§ Request
Filter the material below down to the lines that contain the string "hair", copying each of those lines in full. Treat case as significant when matching.

===== Extracted information

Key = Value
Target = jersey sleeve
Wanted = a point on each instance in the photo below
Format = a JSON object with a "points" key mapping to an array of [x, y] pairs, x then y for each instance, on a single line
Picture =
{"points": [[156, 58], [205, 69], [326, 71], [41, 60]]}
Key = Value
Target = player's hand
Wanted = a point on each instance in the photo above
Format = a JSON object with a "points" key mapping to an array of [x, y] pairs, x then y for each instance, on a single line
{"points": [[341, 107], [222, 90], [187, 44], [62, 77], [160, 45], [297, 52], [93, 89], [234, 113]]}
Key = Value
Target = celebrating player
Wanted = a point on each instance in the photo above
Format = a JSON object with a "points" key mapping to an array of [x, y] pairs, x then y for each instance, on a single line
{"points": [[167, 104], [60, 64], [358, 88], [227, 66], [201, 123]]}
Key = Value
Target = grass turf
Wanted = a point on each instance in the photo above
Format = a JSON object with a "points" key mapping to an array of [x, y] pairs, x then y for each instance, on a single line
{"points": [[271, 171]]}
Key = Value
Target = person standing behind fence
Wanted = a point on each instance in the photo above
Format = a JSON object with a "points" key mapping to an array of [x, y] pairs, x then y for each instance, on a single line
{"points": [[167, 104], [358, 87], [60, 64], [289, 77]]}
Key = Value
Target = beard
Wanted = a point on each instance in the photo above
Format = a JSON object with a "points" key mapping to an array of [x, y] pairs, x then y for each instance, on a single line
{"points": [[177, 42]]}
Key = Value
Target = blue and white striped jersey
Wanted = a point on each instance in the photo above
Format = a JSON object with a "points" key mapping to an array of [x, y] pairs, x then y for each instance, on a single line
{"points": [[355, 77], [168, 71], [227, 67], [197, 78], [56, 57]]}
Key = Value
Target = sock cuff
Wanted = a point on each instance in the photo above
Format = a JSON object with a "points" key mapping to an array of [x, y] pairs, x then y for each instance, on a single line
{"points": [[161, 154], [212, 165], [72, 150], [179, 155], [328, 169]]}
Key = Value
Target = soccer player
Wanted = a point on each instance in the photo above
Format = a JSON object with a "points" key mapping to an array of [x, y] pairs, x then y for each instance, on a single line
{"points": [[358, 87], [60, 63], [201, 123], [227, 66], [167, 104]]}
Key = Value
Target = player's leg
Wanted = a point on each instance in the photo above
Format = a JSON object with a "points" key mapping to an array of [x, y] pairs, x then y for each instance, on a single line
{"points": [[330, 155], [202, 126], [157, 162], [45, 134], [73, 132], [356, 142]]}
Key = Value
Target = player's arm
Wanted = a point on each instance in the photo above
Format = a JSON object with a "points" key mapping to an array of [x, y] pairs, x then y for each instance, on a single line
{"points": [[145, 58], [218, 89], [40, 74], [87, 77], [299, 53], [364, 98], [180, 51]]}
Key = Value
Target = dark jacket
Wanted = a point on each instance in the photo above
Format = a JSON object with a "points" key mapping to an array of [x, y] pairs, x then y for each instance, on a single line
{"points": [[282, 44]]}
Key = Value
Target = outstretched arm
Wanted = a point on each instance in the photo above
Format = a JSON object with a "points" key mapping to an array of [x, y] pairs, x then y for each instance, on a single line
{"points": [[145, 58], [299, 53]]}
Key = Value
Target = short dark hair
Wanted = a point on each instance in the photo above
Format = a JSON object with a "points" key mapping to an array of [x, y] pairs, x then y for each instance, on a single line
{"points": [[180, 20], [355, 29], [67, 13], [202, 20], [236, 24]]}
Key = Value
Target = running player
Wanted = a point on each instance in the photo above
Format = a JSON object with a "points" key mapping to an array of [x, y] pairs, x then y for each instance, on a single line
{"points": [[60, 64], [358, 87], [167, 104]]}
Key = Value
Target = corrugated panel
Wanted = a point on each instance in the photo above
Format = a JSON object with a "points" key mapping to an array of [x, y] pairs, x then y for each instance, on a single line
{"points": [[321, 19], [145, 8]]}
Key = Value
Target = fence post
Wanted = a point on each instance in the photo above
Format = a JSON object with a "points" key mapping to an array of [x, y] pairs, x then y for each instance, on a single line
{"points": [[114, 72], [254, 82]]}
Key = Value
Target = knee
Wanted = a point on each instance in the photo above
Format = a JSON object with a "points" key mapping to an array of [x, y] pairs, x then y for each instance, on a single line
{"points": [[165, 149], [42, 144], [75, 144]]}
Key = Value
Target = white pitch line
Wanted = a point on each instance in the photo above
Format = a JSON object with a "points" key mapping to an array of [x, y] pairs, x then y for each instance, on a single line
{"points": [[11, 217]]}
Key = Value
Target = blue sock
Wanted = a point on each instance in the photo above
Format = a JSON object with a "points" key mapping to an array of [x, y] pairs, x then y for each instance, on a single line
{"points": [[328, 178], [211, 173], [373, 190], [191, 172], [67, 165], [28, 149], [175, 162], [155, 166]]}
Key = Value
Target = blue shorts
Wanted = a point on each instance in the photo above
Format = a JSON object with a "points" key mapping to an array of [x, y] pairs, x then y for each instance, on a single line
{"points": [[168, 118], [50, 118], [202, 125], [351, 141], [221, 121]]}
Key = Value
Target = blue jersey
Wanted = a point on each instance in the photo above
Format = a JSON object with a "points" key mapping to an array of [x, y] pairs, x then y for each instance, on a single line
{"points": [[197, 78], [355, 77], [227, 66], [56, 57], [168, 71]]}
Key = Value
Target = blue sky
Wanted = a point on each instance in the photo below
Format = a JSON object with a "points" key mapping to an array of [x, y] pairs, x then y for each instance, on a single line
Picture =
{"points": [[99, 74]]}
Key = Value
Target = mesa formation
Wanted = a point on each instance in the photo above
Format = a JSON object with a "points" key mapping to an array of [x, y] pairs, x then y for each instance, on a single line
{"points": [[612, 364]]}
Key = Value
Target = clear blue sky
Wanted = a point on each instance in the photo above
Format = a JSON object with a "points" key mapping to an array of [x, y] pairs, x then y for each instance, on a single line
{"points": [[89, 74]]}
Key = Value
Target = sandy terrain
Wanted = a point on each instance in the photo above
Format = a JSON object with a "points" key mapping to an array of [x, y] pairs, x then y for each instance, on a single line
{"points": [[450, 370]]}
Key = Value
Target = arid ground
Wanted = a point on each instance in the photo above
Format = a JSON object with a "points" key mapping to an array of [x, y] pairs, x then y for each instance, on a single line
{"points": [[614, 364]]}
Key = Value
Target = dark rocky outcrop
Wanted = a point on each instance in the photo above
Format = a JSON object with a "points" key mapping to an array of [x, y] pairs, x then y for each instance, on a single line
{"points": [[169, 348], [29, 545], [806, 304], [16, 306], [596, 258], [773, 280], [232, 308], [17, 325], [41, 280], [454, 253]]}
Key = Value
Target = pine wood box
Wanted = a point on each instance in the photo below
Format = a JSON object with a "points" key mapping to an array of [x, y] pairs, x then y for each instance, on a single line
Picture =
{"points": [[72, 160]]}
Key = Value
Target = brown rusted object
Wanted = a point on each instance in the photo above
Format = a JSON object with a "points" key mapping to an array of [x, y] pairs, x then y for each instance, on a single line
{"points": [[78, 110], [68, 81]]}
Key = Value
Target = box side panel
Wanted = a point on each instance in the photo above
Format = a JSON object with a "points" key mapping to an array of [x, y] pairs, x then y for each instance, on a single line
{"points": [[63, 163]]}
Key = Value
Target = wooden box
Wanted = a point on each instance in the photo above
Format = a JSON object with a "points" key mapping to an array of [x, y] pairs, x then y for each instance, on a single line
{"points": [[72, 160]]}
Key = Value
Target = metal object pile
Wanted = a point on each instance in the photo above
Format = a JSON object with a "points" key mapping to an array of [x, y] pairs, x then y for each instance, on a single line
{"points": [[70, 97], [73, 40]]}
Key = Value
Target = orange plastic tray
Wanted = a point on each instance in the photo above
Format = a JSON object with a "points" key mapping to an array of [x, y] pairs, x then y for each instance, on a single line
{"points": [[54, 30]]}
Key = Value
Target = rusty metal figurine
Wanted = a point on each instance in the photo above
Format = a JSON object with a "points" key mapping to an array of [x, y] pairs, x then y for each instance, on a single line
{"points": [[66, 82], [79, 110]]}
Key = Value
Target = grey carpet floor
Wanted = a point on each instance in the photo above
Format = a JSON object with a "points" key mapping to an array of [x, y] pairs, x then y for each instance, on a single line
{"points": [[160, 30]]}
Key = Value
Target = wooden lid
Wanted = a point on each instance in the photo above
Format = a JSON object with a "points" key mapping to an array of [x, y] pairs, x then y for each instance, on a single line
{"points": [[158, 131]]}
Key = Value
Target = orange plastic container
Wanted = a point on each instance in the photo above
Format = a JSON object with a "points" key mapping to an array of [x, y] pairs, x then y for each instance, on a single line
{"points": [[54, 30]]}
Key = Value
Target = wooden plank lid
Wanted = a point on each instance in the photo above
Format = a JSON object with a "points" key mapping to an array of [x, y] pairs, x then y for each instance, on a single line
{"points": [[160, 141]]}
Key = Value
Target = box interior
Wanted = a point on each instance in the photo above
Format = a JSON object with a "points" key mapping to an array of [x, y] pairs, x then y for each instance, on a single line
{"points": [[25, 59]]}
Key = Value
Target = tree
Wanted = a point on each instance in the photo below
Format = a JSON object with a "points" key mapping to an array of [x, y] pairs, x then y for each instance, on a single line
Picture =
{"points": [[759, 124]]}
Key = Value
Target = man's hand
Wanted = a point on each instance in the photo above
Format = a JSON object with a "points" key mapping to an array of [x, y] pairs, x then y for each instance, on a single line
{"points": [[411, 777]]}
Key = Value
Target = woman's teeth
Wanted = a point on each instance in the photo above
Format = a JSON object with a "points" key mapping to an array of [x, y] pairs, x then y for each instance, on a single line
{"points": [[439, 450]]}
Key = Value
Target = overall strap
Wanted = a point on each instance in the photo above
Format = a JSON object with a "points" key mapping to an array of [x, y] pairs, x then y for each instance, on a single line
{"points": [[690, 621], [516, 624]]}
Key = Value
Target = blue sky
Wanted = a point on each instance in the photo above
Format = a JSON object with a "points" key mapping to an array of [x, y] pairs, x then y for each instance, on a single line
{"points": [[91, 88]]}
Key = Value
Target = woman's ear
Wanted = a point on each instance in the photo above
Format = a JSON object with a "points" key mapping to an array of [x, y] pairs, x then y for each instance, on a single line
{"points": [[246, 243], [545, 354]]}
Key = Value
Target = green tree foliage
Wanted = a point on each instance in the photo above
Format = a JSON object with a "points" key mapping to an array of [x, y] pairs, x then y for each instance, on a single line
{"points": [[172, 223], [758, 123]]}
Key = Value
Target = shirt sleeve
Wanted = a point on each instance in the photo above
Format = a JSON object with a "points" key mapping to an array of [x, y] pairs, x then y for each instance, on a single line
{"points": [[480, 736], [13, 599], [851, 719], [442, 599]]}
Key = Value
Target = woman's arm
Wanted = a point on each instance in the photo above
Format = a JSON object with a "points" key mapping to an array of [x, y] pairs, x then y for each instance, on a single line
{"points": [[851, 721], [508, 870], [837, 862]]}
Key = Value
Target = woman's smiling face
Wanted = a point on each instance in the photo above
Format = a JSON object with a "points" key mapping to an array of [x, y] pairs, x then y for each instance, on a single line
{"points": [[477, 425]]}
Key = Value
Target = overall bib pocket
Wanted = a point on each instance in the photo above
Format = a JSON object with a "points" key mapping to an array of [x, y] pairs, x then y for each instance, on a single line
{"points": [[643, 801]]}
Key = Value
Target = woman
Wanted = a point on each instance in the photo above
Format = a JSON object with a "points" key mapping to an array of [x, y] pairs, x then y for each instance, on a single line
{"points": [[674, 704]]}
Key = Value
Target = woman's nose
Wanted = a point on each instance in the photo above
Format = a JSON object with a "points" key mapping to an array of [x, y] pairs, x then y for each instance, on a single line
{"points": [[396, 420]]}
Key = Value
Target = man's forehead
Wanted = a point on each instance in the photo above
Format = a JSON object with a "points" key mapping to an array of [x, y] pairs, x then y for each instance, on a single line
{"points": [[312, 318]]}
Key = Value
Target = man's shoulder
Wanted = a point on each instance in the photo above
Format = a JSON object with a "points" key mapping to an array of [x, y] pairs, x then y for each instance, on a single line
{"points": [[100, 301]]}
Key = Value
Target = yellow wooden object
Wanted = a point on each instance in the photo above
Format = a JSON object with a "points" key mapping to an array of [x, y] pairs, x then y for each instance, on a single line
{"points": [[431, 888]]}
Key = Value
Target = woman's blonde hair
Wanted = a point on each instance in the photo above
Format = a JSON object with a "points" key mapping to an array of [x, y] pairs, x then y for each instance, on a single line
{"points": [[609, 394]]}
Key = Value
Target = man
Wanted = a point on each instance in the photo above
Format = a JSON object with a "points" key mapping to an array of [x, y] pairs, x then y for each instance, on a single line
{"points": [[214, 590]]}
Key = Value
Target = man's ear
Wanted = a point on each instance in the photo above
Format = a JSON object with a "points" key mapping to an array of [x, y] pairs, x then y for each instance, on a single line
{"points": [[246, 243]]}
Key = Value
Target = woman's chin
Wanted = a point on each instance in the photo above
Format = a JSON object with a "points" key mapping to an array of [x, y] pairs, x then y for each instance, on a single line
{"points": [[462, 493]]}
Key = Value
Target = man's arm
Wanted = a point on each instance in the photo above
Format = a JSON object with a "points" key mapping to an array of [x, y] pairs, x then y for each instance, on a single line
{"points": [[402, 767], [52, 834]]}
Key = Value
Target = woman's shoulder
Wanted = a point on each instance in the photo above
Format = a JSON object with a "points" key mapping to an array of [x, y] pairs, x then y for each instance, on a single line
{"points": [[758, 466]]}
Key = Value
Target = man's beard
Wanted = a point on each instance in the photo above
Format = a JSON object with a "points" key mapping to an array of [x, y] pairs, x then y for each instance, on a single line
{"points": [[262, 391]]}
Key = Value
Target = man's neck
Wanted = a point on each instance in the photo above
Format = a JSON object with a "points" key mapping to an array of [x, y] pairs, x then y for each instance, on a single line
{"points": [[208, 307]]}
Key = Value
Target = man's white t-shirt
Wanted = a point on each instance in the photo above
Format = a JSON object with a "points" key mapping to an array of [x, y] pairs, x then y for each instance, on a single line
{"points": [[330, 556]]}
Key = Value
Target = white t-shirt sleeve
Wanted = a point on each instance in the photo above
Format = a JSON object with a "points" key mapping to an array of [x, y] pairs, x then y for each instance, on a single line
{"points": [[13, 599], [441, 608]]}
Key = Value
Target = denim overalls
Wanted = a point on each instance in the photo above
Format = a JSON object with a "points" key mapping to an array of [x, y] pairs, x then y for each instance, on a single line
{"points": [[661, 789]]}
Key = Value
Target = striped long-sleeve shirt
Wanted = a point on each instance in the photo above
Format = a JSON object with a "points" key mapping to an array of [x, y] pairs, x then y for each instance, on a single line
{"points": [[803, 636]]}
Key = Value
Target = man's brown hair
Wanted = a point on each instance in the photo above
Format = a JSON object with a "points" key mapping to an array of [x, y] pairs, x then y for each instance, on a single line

==========

§ Result for this task
Target = short dark hair
Target = woman's blonde hair
Target = man's brown hair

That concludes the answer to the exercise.